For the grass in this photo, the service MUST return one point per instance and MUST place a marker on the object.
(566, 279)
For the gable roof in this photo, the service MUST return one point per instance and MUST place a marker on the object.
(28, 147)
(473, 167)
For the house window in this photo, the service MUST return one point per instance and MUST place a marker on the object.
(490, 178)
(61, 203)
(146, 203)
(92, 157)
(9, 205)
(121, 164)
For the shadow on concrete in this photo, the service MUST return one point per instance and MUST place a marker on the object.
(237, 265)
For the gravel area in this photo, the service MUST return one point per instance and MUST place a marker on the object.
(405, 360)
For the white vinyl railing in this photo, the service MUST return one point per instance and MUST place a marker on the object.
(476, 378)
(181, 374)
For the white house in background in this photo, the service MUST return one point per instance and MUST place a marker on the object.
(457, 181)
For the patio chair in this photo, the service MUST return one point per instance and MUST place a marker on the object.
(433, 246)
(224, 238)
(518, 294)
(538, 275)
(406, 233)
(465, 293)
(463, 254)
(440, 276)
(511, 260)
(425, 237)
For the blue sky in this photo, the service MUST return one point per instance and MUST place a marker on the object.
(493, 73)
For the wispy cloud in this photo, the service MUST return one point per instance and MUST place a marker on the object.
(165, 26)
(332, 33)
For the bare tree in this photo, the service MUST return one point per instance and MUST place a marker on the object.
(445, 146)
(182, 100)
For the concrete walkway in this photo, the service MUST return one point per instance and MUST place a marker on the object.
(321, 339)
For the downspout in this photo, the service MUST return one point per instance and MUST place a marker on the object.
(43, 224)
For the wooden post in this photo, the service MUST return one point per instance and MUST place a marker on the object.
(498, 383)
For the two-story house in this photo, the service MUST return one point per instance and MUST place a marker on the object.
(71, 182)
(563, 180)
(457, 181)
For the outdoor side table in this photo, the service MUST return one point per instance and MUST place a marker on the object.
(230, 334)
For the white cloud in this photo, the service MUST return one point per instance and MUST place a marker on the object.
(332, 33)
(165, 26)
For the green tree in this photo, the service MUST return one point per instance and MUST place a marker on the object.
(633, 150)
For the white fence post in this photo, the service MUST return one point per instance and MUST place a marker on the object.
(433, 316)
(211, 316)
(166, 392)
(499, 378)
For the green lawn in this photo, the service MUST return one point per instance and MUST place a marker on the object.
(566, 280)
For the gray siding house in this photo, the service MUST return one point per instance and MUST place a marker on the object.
##########
Short problem >> The data above must be returned in full, exactly as written.

Correct response >>
For the grass in this photo, the service MUST return one point per instance and MUST place a marker on the object.
(566, 279)
For the gable roof in this photo, the service MUST return one point per instance and MUST place a marker on the object.
(28, 147)
(473, 167)
For the house window in this photo, the service MUST return one point per instance and MUST place a marker on the object.
(490, 178)
(61, 203)
(146, 203)
(92, 157)
(9, 205)
(121, 164)
For the shadow on concrete in this photo, the service MUST return one point per instance and MUST place a marker on the object.
(237, 265)
For the gravel area in this photo, the service MUST return one point per instance and MUST place a marker on the object.
(405, 360)
For the white vinyl railing in this photo, the service MUST return one point per instance and MUST place a marker on the object.
(476, 378)
(181, 374)
For the white house in background in this photo, the service MUST return one point per instance and MUST place a marker on the object.
(457, 181)
For the patio chair in this photo, the service MUST return one point per instance and MUST place a marker on the object.
(433, 246)
(224, 238)
(518, 294)
(538, 275)
(406, 233)
(465, 293)
(463, 254)
(440, 276)
(511, 260)
(425, 237)
For the blue sky in this photo, the service MUST return one point per instance and MUST place a marker on the object.
(493, 73)
For the wispy cloud in this photo, the service MUST return one point per instance and MUST place a marker on the object.
(165, 26)
(332, 33)
For the bare tree in this photo, the service MUST return one point per instance and MUST place a marker on the object.
(445, 146)
(182, 100)
For the concrete walkway in this photo, the service MUST return one point per instance and MUST place a marker on the object.
(321, 339)
For the downspout in this photo, the service MUST return one point per instance and MUST place a marker on the object.
(43, 224)
For the wooden post in this photo, the service MUST return one point per instance and MUST place a marker on the object.
(498, 383)
For the two-story house in this photo, the service MUST return one point per instance and MUST place a marker on the object.
(71, 182)
(563, 180)
(457, 181)
For the outdoor side table in this photo, the service MUST return one point per instance and MUST place a marker on the object.
(230, 334)
For the white cloud in this photo, the service MUST return one point per instance and MUST place a marker on the object.
(332, 33)
(165, 26)
For the green tree in this photo, the service MUST return one point per instance and MUST place a marker on the object.
(633, 150)
For the white fence post in this photo, the service MUST return one point per instance and MUST place a marker on the object.
(433, 316)
(211, 316)
(166, 392)
(499, 378)
For the green lawn in this photo, the service MUST return one point per instance and MUST place a marker on the object.
(566, 280)
For the gray siding house in this photo, the service MUST return one point per instance and MUST place a marker on the object.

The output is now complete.